*Instruction:* Exactly as written, print each record in the listing.
[start Dataset records]
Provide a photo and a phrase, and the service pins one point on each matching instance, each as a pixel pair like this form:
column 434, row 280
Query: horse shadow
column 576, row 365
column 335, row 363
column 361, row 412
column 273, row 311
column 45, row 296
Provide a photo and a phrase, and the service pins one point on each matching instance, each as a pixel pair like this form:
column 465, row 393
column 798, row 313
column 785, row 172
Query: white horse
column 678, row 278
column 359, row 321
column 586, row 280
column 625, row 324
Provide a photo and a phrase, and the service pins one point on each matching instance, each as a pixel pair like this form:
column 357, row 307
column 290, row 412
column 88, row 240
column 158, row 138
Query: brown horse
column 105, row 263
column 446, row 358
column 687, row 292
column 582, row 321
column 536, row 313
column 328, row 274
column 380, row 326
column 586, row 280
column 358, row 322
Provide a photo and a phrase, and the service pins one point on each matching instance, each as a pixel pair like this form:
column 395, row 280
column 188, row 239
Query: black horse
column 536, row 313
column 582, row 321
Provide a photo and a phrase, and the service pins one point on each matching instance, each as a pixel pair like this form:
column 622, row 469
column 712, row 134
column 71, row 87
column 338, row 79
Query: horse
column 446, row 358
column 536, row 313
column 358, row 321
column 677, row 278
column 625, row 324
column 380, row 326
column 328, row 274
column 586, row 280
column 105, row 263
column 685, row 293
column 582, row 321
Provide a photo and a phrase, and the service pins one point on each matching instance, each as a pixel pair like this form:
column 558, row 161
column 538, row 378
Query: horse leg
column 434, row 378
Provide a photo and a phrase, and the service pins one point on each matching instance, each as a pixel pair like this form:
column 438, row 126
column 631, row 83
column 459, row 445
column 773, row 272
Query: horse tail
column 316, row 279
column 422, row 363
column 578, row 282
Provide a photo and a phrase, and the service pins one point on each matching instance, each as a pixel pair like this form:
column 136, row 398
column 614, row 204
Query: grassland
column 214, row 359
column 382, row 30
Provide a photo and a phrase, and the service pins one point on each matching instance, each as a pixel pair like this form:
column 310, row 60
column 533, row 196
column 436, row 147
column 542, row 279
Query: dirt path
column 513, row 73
[end Dataset records]
*Task answer:*
Provide a photo and a phrase, and the service pins one point on each matching instance, each as a pixel pair like this form:
column 434, row 280
Query: horse shadow
column 576, row 365
column 335, row 363
column 361, row 412
column 273, row 311
column 45, row 296
Provide a photo and a phrase, and the service pins one point on each matching instance, each as a pixel pair like this form:
column 465, row 393
column 798, row 313
column 785, row 172
Query: white horse
column 678, row 278
column 359, row 321
column 586, row 280
column 625, row 324
Provide a photo and a phrase, and the service pins one point on each matching instance, each as a pixel pair like this form:
column 357, row 307
column 290, row 412
column 88, row 240
column 158, row 138
Query: brown horse
column 105, row 263
column 446, row 358
column 687, row 292
column 582, row 321
column 536, row 313
column 328, row 274
column 380, row 326
column 586, row 280
column 358, row 322
Provide a photo and a phrase, and the service pins one point on each matching instance, each as a pixel pair like this form:
column 395, row 280
column 188, row 239
Query: black horse
column 536, row 313
column 582, row 321
Provide a photo and a phrase, and the service pins one point on each matching instance, each as a pixel pair like this form:
column 622, row 469
column 712, row 134
column 71, row 87
column 338, row 79
Query: horse
column 446, row 358
column 536, row 313
column 358, row 321
column 677, row 278
column 625, row 324
column 380, row 326
column 328, row 274
column 586, row 280
column 105, row 263
column 685, row 293
column 582, row 321
Provide a photo and a phrase, and the service pins one point on each matching instance, each as a pixel pair like this form:
column 558, row 161
column 538, row 378
Query: horse leg
column 434, row 378
Provide a photo and a phrase, and the service pins one point on each matching instance, each as a pixel pair like this form:
column 438, row 126
column 631, row 83
column 459, row 445
column 773, row 272
Query: horse tail
column 316, row 279
column 422, row 363
column 578, row 282
Provide a photo and a phrase, and the service pins one point on each matching instance, each as a pixel pair like this form:
column 136, row 398
column 614, row 204
Query: grassland
column 214, row 359
column 382, row 30
Provide a photo and a phrase, and the service pins one point on each matching instance, each as a pixel pair like this form:
column 310, row 60
column 533, row 196
column 436, row 147
column 542, row 279
Query: dirt path
column 513, row 73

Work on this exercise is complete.